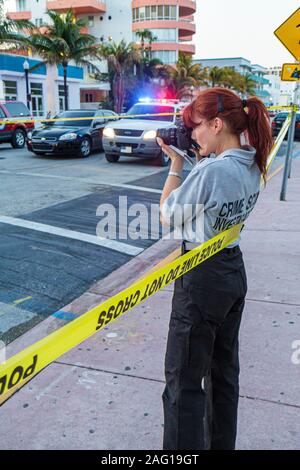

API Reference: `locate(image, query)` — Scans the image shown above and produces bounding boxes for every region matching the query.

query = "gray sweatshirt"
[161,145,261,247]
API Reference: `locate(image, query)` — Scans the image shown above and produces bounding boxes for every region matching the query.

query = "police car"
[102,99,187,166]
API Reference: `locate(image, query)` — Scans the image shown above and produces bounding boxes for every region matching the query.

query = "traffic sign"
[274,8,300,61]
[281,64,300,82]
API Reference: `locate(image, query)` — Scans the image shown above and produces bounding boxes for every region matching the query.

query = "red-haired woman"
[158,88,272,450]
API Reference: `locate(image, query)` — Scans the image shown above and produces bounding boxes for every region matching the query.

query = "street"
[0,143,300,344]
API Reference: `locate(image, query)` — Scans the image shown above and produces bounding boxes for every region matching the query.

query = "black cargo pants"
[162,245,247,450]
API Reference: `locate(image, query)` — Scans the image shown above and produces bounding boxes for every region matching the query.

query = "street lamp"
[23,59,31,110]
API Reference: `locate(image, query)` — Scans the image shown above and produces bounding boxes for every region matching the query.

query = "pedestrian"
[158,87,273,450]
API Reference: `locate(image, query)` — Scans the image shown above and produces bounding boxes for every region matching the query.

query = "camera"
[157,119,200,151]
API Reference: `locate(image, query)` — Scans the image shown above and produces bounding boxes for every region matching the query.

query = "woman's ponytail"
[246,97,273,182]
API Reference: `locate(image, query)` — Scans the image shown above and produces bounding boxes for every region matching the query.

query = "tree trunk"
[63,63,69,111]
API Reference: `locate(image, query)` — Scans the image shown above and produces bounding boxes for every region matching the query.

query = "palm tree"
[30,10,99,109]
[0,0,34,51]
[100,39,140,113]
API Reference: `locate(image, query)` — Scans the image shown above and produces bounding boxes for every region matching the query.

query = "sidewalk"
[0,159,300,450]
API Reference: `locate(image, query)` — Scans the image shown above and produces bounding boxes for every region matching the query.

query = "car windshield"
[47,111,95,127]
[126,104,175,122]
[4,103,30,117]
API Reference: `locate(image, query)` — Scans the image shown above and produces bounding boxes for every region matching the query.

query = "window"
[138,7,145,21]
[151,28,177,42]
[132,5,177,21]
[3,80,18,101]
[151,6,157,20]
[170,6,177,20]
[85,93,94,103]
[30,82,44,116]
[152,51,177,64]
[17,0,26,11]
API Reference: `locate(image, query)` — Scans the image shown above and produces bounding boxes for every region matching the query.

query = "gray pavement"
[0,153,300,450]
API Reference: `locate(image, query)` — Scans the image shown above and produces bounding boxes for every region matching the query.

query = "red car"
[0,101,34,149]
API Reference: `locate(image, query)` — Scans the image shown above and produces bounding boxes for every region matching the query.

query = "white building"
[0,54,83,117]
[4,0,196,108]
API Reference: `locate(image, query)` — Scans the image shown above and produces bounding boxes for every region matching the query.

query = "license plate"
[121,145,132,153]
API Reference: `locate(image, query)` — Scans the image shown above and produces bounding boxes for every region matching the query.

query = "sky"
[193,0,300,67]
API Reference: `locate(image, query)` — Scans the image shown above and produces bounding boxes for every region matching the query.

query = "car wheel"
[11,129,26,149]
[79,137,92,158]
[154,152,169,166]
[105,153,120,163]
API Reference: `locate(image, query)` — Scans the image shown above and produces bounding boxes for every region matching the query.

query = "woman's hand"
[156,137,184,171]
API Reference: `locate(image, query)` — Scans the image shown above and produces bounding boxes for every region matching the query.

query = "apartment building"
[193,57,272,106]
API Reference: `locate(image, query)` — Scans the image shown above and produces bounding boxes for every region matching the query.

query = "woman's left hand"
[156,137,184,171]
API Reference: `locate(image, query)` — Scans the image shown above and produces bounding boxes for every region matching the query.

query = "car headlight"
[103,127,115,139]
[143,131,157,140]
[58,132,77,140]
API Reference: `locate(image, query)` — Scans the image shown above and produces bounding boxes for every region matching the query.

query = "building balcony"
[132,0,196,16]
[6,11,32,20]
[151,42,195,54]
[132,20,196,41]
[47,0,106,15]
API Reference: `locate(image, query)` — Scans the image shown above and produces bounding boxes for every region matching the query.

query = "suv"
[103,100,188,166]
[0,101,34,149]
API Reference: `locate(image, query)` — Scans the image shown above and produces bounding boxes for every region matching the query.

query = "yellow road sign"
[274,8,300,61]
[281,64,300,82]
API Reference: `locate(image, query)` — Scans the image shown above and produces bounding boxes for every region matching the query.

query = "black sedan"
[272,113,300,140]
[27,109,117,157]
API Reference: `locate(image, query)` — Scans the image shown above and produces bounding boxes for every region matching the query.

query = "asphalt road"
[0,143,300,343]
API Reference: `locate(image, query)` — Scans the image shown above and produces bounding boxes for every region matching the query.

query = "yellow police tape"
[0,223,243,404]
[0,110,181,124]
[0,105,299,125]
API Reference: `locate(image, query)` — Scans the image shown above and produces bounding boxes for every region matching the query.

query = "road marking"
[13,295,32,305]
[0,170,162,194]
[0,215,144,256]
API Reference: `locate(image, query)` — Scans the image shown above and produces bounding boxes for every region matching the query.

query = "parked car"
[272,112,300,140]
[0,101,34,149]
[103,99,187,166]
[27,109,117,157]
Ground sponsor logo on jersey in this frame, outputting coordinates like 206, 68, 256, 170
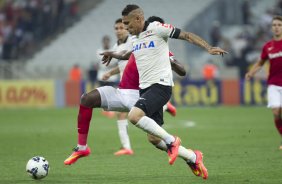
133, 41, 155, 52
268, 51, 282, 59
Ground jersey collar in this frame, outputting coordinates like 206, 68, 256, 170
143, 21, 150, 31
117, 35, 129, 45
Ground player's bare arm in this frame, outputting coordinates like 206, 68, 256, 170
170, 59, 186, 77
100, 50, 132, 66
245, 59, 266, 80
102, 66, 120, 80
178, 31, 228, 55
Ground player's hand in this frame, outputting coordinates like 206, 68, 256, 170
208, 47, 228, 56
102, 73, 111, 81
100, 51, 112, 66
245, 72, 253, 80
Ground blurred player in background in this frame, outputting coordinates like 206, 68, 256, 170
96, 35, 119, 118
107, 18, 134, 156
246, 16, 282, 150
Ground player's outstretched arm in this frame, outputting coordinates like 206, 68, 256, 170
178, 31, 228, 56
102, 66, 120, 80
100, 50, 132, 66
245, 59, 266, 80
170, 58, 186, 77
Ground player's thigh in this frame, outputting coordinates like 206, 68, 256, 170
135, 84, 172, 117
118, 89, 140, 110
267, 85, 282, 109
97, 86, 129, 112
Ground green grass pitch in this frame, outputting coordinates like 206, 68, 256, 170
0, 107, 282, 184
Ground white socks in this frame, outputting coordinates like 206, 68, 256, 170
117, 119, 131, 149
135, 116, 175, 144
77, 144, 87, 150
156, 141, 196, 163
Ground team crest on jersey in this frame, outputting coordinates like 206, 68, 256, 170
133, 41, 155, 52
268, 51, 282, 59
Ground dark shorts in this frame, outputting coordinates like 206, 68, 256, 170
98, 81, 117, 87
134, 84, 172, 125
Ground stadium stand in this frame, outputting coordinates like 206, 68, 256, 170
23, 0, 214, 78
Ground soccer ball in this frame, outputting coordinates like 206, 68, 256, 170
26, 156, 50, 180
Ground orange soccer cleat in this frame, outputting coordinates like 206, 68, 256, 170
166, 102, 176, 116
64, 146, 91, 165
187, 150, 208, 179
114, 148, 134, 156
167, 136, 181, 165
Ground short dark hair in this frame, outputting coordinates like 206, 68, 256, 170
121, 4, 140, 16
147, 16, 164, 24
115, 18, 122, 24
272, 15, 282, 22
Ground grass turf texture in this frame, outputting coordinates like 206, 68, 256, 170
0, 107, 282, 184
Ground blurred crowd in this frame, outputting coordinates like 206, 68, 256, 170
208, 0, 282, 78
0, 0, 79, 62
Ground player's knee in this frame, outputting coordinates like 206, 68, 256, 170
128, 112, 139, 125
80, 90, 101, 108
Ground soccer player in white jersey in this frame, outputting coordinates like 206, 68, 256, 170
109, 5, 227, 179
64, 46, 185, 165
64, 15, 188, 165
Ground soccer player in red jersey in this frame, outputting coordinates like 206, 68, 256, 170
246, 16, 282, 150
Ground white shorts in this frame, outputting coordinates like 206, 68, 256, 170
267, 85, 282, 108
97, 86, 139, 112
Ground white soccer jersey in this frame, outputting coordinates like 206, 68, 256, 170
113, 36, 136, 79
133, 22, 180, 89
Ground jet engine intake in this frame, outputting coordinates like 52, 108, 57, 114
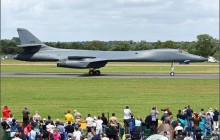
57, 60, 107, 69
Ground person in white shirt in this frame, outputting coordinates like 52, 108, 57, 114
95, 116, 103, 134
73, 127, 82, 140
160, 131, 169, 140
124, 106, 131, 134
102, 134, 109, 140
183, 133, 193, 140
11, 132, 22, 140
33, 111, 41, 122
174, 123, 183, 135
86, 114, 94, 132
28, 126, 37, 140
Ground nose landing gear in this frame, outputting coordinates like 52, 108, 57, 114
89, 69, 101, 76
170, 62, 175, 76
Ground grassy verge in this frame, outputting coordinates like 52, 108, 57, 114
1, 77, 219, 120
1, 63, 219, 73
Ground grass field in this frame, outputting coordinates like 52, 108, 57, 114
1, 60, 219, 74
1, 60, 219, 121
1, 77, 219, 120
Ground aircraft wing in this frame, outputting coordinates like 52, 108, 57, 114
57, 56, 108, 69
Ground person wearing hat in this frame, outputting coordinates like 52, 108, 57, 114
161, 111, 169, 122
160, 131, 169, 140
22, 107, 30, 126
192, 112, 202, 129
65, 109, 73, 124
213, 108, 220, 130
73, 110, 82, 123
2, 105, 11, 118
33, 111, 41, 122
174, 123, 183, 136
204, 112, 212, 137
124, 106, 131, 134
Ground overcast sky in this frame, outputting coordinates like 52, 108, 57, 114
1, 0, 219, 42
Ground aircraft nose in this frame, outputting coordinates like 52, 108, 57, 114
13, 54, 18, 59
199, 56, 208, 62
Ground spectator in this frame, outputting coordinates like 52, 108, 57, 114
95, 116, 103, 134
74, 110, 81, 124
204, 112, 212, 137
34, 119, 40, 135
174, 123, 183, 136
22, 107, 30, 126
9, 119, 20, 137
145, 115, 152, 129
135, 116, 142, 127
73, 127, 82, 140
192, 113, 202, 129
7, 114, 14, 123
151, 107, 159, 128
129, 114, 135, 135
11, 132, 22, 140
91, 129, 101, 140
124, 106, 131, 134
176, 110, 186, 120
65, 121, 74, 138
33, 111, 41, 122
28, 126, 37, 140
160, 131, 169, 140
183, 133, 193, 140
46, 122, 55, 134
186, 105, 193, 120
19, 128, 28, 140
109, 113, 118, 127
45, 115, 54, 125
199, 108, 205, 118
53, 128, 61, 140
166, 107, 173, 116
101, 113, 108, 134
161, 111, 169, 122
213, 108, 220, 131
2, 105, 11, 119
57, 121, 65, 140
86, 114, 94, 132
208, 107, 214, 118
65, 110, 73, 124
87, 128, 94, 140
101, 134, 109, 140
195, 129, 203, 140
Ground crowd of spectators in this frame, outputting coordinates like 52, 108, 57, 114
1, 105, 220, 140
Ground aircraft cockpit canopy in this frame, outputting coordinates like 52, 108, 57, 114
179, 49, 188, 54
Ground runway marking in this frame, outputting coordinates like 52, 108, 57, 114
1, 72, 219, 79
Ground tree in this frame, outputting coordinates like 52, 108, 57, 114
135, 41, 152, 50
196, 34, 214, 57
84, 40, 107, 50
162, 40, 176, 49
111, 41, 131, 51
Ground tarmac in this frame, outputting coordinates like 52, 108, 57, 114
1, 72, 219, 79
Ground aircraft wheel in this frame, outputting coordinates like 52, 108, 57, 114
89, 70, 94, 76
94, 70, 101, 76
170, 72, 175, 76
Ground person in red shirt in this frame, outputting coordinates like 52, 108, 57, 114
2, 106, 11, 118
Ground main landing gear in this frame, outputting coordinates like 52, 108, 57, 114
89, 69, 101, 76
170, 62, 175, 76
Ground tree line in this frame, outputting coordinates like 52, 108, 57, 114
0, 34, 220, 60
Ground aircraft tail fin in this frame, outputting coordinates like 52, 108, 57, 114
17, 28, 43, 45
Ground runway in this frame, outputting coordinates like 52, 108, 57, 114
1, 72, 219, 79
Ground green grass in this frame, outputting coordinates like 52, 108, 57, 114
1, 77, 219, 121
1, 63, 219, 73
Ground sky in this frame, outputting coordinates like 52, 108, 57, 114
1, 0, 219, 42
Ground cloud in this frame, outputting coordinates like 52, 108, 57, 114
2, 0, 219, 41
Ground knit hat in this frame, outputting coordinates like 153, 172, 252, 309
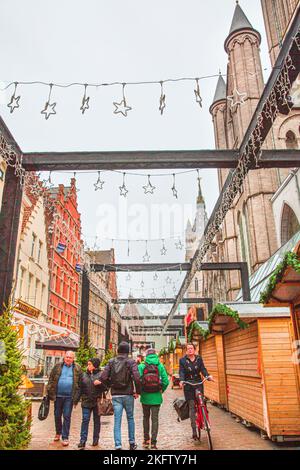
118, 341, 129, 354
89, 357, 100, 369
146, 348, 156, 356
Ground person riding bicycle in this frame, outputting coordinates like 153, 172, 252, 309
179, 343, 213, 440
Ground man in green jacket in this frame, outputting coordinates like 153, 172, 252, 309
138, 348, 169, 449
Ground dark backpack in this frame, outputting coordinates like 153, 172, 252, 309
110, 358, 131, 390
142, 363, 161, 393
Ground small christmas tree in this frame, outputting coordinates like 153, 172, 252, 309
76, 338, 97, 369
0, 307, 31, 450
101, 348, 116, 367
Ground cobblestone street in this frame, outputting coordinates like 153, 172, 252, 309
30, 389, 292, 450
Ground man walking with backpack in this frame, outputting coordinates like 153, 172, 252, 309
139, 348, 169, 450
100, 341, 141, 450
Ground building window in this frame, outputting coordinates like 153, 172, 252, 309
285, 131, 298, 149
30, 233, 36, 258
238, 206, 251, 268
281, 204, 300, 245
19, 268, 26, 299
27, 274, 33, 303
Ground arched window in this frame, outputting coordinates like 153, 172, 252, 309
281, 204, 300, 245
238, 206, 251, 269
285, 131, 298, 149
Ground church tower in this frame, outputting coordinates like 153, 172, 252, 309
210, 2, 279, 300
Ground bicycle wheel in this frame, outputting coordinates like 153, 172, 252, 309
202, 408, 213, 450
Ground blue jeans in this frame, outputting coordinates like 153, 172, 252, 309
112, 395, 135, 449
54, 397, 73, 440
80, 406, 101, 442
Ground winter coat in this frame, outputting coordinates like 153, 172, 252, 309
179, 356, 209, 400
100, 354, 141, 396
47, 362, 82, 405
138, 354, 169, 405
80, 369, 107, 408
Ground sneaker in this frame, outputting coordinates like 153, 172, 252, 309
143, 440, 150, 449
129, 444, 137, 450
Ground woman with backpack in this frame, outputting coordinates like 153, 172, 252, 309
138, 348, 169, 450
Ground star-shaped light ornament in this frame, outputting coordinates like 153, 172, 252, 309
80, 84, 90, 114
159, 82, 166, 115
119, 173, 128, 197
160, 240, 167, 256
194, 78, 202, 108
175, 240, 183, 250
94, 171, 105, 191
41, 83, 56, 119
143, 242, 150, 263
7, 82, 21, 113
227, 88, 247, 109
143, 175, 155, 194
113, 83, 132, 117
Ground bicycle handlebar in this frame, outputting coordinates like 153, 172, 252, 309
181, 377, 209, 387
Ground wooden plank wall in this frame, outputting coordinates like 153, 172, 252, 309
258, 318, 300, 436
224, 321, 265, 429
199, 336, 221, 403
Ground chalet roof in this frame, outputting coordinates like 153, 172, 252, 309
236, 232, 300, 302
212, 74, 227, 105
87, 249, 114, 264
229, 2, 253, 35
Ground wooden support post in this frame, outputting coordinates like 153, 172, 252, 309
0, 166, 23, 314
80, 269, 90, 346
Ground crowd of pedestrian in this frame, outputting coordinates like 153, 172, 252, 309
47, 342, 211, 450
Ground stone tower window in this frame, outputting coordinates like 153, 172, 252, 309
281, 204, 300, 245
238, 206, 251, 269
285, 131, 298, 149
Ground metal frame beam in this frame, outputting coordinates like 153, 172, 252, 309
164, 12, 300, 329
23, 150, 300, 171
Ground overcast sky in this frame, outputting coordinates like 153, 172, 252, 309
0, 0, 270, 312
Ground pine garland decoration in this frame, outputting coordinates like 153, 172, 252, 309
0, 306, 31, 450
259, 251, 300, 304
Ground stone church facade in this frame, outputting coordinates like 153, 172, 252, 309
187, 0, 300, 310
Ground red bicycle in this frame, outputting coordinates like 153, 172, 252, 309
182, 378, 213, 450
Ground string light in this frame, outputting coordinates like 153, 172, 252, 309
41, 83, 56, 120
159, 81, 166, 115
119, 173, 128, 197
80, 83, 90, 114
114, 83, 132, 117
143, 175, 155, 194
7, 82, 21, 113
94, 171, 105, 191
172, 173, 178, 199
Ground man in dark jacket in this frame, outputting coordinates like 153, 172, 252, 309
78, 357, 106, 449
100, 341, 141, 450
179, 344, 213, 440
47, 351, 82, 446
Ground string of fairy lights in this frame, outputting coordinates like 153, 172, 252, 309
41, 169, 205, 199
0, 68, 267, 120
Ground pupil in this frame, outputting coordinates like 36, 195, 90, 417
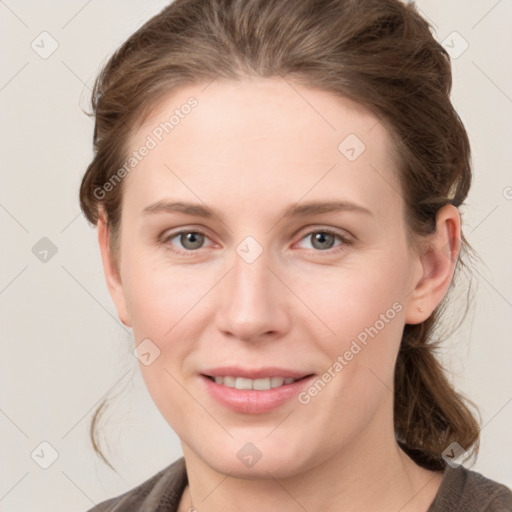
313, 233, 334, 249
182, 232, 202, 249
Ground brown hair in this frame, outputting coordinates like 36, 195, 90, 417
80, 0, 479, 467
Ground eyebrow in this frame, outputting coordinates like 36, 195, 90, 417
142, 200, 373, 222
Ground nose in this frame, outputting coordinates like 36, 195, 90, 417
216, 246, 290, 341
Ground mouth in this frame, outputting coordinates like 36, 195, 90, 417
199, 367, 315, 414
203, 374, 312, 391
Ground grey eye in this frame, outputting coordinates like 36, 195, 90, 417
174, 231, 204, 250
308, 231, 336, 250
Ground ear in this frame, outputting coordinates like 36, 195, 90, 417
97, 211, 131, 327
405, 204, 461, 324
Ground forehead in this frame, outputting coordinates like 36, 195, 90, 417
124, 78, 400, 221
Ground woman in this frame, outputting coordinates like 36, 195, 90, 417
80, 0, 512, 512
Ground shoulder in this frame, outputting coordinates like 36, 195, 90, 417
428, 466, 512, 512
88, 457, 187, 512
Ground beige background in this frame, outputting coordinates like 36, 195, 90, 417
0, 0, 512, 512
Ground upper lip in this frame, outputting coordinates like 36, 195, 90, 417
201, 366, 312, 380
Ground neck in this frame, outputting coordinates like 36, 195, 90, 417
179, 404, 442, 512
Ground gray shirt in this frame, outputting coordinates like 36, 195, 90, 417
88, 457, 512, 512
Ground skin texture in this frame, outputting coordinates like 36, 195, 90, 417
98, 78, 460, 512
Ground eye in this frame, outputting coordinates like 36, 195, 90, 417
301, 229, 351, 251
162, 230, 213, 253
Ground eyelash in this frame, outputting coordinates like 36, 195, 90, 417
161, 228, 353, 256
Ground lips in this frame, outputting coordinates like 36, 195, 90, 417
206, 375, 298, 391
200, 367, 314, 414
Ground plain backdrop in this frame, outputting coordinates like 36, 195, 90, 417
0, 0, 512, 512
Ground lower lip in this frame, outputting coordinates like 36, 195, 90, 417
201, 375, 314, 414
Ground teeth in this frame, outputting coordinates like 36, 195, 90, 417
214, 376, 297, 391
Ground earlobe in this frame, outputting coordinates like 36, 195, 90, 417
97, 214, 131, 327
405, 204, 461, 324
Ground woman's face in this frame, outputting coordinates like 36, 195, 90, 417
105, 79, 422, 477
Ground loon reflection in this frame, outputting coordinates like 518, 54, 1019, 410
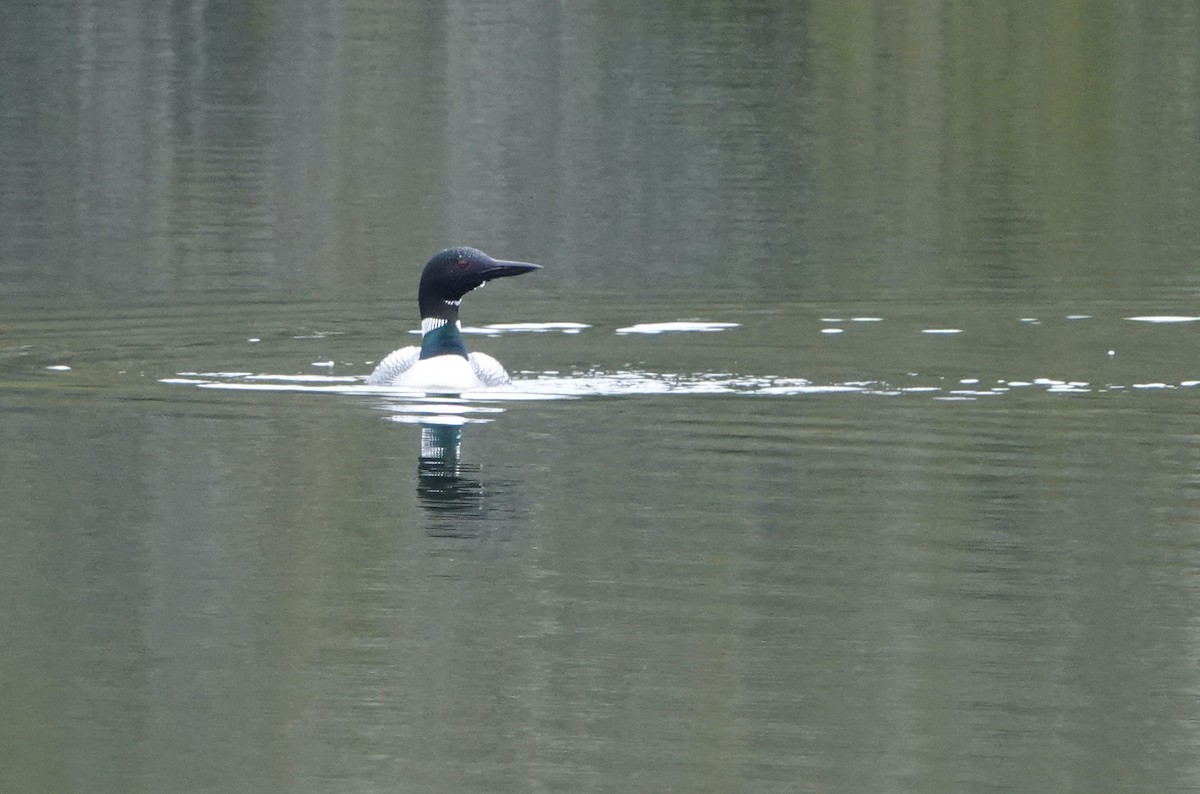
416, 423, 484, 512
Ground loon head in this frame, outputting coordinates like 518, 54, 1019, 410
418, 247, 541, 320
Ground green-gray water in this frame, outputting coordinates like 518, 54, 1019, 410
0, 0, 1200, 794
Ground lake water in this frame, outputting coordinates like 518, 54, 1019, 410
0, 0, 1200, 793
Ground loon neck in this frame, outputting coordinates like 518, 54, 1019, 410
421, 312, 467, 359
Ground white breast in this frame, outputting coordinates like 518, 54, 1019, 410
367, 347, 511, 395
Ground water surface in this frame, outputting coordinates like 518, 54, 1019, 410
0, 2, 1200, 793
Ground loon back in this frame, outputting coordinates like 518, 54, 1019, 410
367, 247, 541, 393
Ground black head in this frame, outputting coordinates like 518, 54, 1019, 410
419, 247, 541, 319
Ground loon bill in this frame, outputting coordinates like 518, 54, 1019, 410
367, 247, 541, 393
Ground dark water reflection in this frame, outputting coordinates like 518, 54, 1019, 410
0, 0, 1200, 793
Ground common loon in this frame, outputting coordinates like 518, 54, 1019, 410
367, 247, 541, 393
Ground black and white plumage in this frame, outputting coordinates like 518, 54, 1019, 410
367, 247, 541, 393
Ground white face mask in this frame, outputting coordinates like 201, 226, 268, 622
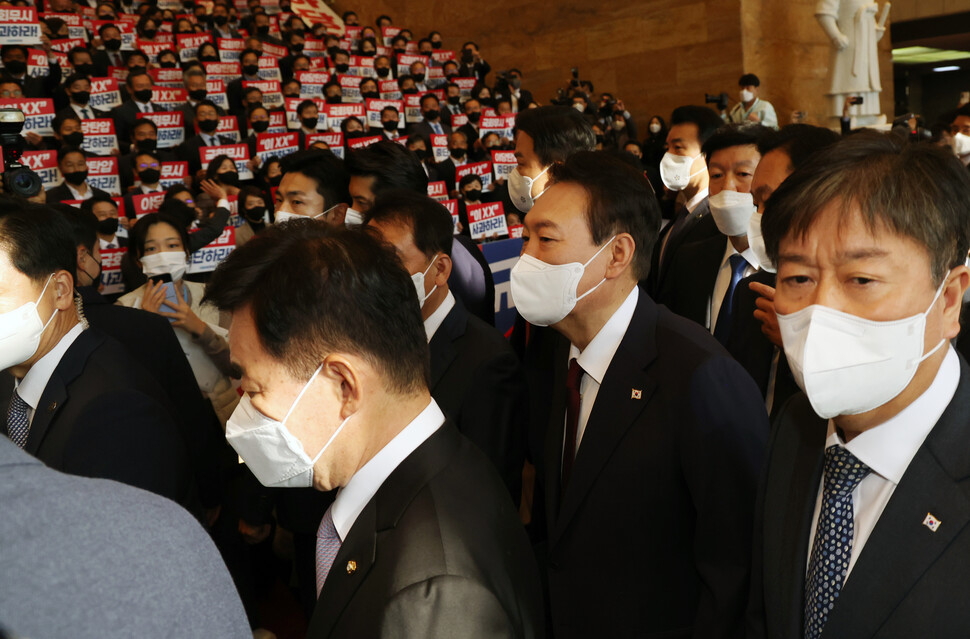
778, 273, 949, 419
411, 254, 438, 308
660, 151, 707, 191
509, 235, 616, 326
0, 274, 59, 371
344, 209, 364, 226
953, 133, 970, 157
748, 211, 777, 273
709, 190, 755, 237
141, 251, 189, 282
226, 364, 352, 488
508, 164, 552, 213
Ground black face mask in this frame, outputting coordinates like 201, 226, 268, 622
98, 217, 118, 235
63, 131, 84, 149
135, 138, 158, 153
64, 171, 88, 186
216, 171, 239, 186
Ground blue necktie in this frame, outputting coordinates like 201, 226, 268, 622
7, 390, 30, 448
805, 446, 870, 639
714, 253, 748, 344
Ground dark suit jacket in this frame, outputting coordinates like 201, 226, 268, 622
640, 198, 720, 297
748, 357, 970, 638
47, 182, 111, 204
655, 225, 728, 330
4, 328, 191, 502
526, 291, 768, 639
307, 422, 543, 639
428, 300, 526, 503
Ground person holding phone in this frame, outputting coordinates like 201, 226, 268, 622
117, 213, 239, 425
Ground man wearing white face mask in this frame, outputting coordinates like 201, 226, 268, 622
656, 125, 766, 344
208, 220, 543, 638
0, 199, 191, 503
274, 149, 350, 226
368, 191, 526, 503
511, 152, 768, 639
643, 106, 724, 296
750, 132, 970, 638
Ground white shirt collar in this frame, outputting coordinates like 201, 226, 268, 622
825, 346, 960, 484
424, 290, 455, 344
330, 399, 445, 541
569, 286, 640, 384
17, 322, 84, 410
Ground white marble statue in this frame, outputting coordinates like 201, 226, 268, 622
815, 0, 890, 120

__Task brief__: Report how many lines of the data contain the string "jacket", counting only matches with the same case. Give the number alone.

__Answer for this exercise__: 3